* [Aim of the task]: List every line of the entries below that contains the string "BoundingBoxes".

Entries from an annotation dataset:
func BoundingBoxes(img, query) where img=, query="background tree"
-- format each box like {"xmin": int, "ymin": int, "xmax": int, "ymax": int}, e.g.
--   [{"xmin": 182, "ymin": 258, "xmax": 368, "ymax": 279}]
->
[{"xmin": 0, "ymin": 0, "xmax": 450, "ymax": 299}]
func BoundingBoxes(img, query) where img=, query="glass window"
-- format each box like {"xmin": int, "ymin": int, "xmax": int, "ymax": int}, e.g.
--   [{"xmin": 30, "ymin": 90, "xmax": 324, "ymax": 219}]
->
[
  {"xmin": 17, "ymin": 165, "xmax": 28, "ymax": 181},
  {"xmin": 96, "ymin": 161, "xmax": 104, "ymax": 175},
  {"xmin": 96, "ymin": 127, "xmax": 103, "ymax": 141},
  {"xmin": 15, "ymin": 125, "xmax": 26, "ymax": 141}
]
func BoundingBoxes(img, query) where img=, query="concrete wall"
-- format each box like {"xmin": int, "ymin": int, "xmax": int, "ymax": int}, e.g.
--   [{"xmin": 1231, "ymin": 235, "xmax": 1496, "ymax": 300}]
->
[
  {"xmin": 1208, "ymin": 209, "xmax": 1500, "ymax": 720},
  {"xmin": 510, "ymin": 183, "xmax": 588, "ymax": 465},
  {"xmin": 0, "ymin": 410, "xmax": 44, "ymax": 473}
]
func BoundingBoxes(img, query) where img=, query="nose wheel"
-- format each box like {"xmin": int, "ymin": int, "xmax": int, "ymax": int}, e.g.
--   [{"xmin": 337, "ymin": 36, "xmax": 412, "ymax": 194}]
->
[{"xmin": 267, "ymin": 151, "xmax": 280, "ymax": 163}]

* [Result of this exercise]:
func BoundingBoxes(img, query) where img=, query="background tree"
func BoundingBoxes(img, query) where img=, query="glass window"
func BoundingBoxes(img, query) where img=, query="concrete wall"
func BoundingBoxes(img, query) where img=, query="nose wheel"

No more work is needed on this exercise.